■ What to work on: The line containing "Q: Pick out each instance of the hazy" marks the end: quote every line from the start of the records below through it, word for word.

Dataset entries
******************************

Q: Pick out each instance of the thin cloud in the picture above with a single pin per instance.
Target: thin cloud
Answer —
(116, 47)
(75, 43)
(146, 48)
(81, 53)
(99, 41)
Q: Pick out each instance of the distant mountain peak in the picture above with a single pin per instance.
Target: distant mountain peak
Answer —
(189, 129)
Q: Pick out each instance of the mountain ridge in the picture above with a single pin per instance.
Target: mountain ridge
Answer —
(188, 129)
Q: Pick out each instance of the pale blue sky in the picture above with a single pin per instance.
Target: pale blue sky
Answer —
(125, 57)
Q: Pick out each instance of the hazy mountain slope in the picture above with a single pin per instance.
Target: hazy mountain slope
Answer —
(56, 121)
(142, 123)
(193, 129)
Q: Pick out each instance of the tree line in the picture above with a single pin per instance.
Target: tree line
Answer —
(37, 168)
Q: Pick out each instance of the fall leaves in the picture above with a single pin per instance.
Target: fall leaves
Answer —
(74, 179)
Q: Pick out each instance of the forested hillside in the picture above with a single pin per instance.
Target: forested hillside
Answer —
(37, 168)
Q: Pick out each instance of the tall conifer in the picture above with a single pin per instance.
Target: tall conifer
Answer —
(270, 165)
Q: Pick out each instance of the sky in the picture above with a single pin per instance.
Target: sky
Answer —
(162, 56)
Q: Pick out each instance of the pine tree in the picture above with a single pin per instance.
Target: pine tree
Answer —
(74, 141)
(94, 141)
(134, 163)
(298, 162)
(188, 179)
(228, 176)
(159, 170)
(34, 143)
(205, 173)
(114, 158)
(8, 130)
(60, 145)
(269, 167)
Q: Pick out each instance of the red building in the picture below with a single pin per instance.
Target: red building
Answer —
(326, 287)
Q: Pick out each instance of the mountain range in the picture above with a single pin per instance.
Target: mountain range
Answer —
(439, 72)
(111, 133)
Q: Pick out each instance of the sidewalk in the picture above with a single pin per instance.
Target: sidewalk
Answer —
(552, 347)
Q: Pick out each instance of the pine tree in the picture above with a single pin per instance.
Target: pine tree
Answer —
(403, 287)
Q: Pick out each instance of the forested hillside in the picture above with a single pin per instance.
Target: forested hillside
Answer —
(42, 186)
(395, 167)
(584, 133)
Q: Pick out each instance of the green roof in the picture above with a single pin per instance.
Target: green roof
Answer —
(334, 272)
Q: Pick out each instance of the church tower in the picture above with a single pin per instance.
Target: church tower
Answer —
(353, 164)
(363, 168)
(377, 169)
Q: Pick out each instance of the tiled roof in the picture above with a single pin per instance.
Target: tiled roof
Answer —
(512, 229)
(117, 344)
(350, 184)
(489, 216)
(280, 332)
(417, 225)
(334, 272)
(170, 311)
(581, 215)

******************************

■ Result for this task:
Q: Pick out each instance of the thin cloud in the picture above with a single pin per instance.
Target: thin cloud
Answer —
(116, 47)
(75, 43)
(146, 48)
(81, 53)
(99, 41)
Q: Pick out each instance of the distant mountain peak in the picture above with a single pin per instance.
Target: distant mountain peak
Answer —
(189, 129)
Q: Pick out each instance of the mountain ridge in the picture above with a single pin per instance.
Target: mountain ridge
Answer —
(188, 129)
Q: Pick out each instance of the pale blue sky in the picture above with a single pin per instance.
Target: pale blue sky
Answer —
(125, 57)
Q: Pick out each instance of the hazy mountain slope in the picture above with a single pin per instance.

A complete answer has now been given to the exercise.